── MATERIAL FOR THE TASK ──
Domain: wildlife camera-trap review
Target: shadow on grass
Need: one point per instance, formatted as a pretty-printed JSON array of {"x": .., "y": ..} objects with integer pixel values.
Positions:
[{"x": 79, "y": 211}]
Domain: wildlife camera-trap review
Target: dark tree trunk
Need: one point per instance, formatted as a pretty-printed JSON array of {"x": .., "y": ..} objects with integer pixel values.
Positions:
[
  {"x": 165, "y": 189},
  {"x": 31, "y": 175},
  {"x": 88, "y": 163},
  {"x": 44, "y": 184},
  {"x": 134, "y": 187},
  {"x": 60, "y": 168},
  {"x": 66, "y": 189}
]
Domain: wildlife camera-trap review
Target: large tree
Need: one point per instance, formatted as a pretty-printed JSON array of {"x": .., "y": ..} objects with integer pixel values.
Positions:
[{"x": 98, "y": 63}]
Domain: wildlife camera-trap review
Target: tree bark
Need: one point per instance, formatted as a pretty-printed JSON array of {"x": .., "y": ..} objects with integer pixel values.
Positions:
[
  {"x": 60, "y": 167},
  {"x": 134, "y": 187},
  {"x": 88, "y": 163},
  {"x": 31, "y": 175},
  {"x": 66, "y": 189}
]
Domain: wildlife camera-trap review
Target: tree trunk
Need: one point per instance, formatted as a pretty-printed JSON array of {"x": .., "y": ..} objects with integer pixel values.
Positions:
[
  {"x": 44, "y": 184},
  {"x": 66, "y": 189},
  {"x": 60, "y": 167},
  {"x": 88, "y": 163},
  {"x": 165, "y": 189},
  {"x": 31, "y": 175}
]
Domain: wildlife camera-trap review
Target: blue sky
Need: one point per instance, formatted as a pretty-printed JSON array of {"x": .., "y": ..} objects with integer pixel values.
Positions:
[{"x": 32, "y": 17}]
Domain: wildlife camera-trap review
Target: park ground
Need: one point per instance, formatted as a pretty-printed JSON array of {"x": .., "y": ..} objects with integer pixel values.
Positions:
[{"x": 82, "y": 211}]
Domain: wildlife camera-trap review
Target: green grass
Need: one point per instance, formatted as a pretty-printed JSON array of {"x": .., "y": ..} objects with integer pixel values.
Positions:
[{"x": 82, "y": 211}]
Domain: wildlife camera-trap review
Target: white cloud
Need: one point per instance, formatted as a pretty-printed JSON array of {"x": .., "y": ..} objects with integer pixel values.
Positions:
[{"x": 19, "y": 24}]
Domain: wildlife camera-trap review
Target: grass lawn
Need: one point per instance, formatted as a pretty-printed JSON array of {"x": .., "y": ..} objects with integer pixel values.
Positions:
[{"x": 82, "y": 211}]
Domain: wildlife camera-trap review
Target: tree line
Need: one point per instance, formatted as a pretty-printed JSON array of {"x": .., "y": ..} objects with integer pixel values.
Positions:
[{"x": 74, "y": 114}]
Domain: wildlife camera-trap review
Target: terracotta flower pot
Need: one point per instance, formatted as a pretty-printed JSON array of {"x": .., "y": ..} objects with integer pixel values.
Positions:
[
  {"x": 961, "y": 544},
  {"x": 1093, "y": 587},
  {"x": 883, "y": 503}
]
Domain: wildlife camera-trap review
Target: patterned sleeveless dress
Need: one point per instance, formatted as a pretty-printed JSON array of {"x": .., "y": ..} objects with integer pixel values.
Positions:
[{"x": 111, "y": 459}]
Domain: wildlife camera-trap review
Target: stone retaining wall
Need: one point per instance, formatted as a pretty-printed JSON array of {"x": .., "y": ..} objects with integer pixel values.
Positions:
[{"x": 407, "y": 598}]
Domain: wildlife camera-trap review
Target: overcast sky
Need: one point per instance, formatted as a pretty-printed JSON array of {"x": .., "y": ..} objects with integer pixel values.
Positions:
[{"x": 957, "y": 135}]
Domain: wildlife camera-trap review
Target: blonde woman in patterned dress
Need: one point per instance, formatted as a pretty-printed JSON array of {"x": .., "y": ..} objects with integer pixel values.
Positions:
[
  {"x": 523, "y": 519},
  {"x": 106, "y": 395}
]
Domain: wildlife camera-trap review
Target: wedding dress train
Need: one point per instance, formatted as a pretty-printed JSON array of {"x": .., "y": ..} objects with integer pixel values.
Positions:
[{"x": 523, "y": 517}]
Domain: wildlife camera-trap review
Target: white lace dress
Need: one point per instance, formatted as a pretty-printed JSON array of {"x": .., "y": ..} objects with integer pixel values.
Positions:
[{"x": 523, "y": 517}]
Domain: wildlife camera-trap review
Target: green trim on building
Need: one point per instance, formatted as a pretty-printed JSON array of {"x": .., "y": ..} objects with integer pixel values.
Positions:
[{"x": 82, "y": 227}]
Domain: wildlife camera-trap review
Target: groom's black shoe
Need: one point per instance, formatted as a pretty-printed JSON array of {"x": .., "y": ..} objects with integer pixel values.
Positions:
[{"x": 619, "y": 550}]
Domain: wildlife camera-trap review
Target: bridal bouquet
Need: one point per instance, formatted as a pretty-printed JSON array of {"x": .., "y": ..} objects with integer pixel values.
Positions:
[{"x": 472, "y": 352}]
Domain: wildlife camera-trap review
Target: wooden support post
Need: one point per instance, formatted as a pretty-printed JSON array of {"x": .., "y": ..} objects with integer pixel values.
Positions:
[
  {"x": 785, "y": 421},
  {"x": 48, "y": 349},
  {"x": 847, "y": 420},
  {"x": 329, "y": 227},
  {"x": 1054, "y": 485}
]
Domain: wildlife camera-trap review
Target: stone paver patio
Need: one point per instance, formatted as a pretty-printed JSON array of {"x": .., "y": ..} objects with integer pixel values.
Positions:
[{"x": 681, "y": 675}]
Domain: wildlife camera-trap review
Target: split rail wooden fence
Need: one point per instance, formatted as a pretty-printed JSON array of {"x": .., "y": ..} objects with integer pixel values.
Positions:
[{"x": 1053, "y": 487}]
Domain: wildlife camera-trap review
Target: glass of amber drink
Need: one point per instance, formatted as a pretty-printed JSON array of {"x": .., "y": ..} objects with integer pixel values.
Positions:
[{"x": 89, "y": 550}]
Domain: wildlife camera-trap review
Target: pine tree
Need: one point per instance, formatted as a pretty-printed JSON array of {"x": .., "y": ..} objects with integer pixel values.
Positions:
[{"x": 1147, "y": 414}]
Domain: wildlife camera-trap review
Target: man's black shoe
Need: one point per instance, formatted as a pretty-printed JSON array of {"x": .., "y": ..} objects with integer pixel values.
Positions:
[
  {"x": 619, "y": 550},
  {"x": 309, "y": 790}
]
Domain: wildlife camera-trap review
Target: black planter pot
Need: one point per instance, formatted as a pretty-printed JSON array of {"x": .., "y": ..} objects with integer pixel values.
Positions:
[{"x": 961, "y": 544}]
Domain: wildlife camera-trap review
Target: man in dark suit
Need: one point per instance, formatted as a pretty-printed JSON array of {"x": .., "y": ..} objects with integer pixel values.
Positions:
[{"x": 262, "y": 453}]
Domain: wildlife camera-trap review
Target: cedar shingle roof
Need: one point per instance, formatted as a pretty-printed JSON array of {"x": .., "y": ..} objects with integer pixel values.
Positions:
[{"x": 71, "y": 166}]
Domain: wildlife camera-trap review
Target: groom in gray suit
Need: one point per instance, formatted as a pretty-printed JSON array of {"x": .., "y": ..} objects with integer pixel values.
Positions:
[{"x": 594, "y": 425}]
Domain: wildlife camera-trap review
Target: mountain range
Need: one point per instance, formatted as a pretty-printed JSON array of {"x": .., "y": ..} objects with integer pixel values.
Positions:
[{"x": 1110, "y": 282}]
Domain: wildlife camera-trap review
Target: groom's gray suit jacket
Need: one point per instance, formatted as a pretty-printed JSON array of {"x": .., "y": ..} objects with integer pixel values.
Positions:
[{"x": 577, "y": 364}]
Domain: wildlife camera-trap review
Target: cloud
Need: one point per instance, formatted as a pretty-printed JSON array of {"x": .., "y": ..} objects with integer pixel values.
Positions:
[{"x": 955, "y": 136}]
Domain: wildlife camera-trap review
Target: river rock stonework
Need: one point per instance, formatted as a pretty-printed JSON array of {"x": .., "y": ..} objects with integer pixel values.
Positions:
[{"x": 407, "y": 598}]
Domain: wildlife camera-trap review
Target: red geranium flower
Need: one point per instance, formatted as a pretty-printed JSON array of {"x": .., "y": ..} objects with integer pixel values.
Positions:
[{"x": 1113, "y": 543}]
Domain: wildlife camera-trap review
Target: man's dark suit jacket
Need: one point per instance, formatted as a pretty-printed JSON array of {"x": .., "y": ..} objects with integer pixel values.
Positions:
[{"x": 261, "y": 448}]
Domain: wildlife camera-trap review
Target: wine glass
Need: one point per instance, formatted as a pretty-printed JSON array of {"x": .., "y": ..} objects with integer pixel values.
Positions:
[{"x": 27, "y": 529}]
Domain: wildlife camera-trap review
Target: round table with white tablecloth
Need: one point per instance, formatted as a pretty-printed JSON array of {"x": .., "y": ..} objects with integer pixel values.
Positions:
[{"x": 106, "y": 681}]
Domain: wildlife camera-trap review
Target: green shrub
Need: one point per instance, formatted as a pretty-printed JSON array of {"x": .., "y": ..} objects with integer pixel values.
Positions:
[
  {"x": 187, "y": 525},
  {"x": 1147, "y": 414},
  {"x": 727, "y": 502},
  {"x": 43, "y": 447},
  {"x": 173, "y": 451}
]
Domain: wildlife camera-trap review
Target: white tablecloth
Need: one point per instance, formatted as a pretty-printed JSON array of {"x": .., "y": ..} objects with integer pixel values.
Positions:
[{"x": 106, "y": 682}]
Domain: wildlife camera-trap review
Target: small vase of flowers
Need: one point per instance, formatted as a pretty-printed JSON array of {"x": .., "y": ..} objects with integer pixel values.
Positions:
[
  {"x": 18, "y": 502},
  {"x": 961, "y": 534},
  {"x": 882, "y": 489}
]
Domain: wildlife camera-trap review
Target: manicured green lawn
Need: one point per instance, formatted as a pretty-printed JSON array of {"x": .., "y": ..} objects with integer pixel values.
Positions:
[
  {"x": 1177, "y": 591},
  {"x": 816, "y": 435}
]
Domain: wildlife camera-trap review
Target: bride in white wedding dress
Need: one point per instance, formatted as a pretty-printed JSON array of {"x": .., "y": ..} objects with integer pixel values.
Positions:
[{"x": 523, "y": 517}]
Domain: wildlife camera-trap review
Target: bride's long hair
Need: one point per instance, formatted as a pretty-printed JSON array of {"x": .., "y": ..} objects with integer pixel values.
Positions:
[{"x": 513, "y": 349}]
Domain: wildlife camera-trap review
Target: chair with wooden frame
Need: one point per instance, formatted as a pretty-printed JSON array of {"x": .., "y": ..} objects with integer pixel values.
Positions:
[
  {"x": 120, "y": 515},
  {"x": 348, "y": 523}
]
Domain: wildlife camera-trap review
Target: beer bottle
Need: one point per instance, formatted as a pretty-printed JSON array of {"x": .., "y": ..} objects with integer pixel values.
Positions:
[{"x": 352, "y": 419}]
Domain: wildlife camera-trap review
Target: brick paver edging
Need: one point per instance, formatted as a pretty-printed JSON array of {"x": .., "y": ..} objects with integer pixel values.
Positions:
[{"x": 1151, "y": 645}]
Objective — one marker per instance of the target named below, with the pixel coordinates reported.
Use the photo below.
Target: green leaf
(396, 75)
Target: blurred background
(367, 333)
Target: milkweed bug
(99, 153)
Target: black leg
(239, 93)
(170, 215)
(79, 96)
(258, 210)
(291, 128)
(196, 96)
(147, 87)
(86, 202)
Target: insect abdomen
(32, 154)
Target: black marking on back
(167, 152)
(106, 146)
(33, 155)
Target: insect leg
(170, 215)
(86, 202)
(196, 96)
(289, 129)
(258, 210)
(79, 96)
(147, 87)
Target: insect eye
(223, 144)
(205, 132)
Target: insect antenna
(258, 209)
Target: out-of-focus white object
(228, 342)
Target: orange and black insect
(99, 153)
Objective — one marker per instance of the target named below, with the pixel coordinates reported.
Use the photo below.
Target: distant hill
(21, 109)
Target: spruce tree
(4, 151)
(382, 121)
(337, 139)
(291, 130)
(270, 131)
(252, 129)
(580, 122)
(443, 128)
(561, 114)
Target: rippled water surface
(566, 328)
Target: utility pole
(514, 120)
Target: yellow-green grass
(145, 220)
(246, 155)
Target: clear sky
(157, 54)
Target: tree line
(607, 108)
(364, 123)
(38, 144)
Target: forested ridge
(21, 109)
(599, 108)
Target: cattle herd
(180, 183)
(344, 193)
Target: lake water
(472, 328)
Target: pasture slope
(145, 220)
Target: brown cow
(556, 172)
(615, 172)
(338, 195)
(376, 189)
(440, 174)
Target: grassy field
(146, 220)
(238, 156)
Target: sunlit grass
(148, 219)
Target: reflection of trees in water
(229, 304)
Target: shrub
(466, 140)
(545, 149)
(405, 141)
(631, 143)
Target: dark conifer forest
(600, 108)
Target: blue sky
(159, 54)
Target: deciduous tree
───
=== WORK REQUIRED ===
Your task is to retype the entries verbatim, starting with the line that holds "Target: grass lawn" and stopping after the line that holds "Target: terracotta flower pot".

=== SOLUTION FOR THIS TASK ===
Target: grass lawn
Need: one point per instance, formatted as a pretty-printed JSON array of {"x": .., "y": ..} objects with integer pixel values.
Positions:
[{"x": 82, "y": 211}]
Domain: wildlife camera-trap review
Target: tree line
Need: one point per instance, formatted as a pretty-printed JSON array of {"x": .., "y": ..} objects with integer pixel values.
Positions:
[{"x": 74, "y": 114}]
Domain: wildlife camera-trap review
Target: terracotta flower pot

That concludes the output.